What to do: Set every record down verbatim and omit the pictures.

Dataset excerpt:
-------------------------

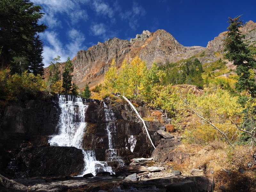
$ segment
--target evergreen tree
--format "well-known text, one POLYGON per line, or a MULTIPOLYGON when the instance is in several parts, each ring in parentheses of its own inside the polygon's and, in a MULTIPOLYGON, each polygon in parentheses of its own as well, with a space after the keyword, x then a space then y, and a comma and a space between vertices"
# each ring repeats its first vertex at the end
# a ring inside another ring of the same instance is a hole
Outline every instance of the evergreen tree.
POLYGON ((33 41, 32 50, 30 56, 29 71, 33 72, 35 75, 44 74, 44 66, 43 62, 44 58, 42 56, 43 44, 42 40, 37 35, 33 41))
POLYGON ((41 9, 29 0, 0 1, 0 68, 12 64, 14 57, 29 57, 35 36, 47 28, 37 24, 41 9))
POLYGON ((256 95, 255 77, 252 76, 250 71, 256 68, 256 60, 247 45, 243 41, 244 35, 239 30, 243 22, 240 20, 240 16, 228 19, 230 25, 228 28, 228 37, 224 44, 224 51, 227 52, 225 57, 230 61, 233 61, 236 66, 236 72, 239 77, 236 89, 239 91, 249 90, 256 95))
POLYGON ((60 63, 59 61, 60 60, 60 57, 58 55, 57 57, 53 59, 53 61, 55 62, 54 63, 52 61, 50 61, 50 64, 49 66, 50 75, 49 76, 49 89, 51 90, 52 84, 59 81, 60 79, 60 72, 59 69, 58 64, 60 63))
POLYGON ((78 95, 78 91, 79 88, 75 84, 75 83, 73 83, 72 84, 72 87, 71 88, 70 92, 71 92, 71 94, 75 96, 77 96, 78 95))
POLYGON ((73 76, 72 74, 74 68, 69 57, 65 64, 64 72, 62 74, 62 87, 63 89, 63 93, 64 94, 68 94, 71 92, 72 87, 71 81, 73 76))
POLYGON ((90 98, 91 96, 92 96, 92 93, 89 89, 89 86, 87 84, 85 85, 84 90, 82 92, 81 96, 83 98, 85 98, 86 99, 89 99, 90 98))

-------------------------

Finished exercise:
$ segment
--target evergreen tree
--format "well-known text, one POLYGON per line, or a MULTIPOLYGON when the instance is in several parts, each ring in parentheses of its own inside the polygon's and, in a MULTIPOLYGON, each polygon in parentheses of its own as well, with a space after the keyword, x then a space then y, and a comma and a space between vertices"
# each ring repeats its first vertex at the end
# a ring inside another ring of the same instance is a hole
Outline every instance of the evergreen tree.
POLYGON ((33 41, 32 50, 30 56, 29 71, 33 72, 35 75, 44 74, 44 66, 43 62, 44 58, 42 56, 43 44, 42 40, 37 35, 33 41))
POLYGON ((41 9, 29 0, 0 1, 0 68, 12 64, 14 57, 29 57, 35 36, 47 28, 37 24, 41 9))
POLYGON ((256 95, 255 77, 252 76, 250 71, 256 68, 256 60, 247 45, 243 41, 244 35, 239 30, 243 22, 240 20, 240 16, 228 19, 230 25, 228 28, 228 37, 224 44, 224 51, 227 52, 225 57, 230 61, 233 61, 236 66, 236 72, 239 77, 236 89, 239 91, 249 90, 256 95))
POLYGON ((60 63, 59 61, 60 60, 60 57, 58 55, 57 57, 53 59, 53 61, 55 62, 54 63, 52 61, 50 61, 50 64, 49 66, 50 75, 49 76, 49 89, 51 90, 52 84, 59 81, 60 79, 60 72, 59 69, 58 64, 60 63))
POLYGON ((78 95, 78 91, 79 88, 75 84, 75 83, 73 83, 72 84, 72 87, 71 88, 70 92, 71 92, 71 94, 75 96, 77 96, 78 95))
POLYGON ((73 76, 72 74, 74 68, 69 57, 65 64, 64 72, 62 74, 62 87, 63 89, 63 93, 64 94, 68 94, 71 92, 72 87, 71 81, 73 76))
POLYGON ((90 98, 91 96, 92 96, 92 93, 89 89, 89 86, 87 84, 85 85, 84 90, 82 92, 81 96, 83 98, 85 98, 86 99, 89 99, 90 98))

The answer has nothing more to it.